> **PROMPT**:
Set the listing down again, exactly as it stands below.

> **SUPPLIED DATA**:
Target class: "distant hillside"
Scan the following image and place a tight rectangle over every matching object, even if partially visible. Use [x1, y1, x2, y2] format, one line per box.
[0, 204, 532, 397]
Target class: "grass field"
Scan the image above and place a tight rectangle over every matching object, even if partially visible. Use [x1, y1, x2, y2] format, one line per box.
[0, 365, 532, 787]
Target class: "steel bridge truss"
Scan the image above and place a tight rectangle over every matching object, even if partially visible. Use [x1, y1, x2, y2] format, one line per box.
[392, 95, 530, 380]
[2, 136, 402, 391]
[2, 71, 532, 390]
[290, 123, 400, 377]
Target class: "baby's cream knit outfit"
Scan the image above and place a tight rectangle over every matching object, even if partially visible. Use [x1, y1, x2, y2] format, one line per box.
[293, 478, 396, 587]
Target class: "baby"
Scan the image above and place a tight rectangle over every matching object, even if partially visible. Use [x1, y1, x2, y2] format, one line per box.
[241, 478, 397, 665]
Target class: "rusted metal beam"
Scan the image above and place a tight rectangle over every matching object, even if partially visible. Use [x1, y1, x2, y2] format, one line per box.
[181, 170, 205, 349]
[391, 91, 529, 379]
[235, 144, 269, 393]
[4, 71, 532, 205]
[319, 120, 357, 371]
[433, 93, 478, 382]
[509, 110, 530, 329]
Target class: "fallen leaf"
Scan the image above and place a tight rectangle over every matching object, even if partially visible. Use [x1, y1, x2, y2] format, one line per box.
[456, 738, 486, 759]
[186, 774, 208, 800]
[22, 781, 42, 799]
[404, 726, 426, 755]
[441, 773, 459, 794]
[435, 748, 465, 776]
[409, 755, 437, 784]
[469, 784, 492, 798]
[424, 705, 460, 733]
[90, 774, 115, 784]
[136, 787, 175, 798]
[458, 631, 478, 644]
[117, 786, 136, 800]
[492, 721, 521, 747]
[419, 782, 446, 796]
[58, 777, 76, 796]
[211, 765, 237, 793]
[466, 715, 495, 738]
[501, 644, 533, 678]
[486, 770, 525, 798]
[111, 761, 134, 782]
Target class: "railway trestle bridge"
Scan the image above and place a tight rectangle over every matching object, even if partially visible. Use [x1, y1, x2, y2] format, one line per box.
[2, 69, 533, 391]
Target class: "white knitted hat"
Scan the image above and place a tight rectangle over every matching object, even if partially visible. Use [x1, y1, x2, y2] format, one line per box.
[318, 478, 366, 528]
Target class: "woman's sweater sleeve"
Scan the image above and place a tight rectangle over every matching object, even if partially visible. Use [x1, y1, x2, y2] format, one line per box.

> **RESPONSE AREA**:
Target class: "distant hillside"
Scan the following image and place a tight rectangle over every matching object, even if partially visible. Use [x1, y1, x2, y2] format, one line per box.
[0, 204, 532, 397]
Target class: "grass field"
Scan the image above and place a tight rectangle over every matching object, even if partially visible. Use [x1, y1, x2, y2] format, one line per box.
[0, 365, 532, 787]
Target class: "steel bridge truss"
Scan the image above and place a tight rectangle over every matching object, even if partially visible. Use [x1, y1, x2, y2] format, one line per box.
[392, 95, 530, 380]
[2, 136, 402, 391]
[2, 71, 532, 390]
[290, 123, 400, 377]
Target class: "baby's cream knit outfit"
Scan the image above and place a tight rectangle over every matching object, even if partially visible. Use [x1, y1, x2, y2] format, one line per box.
[293, 478, 396, 587]
Target class: "baby"
Scan the image above and place a tight rectangle over every matching object, even if partially visible. Use [x1, y1, x2, y2] format, one line per box.
[241, 478, 397, 665]
Target class: "rusted metal beam"
Scan the image above and place a tight rectangle over every matching object, even if partially visible. Use [x1, y1, x2, y2] format, one line per box.
[181, 170, 205, 349]
[391, 91, 529, 379]
[235, 144, 269, 393]
[4, 71, 532, 205]
[319, 120, 357, 371]
[433, 93, 478, 382]
[509, 110, 530, 329]
Target class: "fallen leaf"
Scan the image above and place a tight rectangle over every matching object, even if partially visible. Use [x1, y1, x2, y2] format, one line per box.
[456, 738, 486, 759]
[186, 774, 208, 800]
[22, 781, 42, 799]
[404, 726, 426, 755]
[441, 773, 459, 794]
[435, 748, 465, 776]
[409, 755, 437, 784]
[469, 784, 492, 798]
[424, 705, 460, 733]
[90, 774, 115, 784]
[136, 787, 175, 798]
[458, 631, 478, 644]
[117, 786, 136, 800]
[492, 721, 521, 747]
[419, 782, 446, 796]
[58, 777, 76, 796]
[211, 765, 237, 793]
[466, 715, 495, 738]
[501, 644, 533, 678]
[486, 770, 525, 798]
[111, 761, 134, 782]
Target class: "railway trestle bridge"
Scan the image above and place a tight rectangle over every matching object, even if partially visible. Use [x1, y1, x2, y2] format, one line per box.
[2, 69, 533, 391]
Target class: "white knitted hat"
Scan the image above and place a tight rectangle over every matching object, even if partially visible. Use [x1, y1, x2, y2] format, one line per box.
[318, 478, 366, 528]
Target class: "woman's sweater sleeve"
Scan the image above and place a tight rectangle over every matching object, even if partially visible. Use [x1, y1, x2, y2] format, one line per box.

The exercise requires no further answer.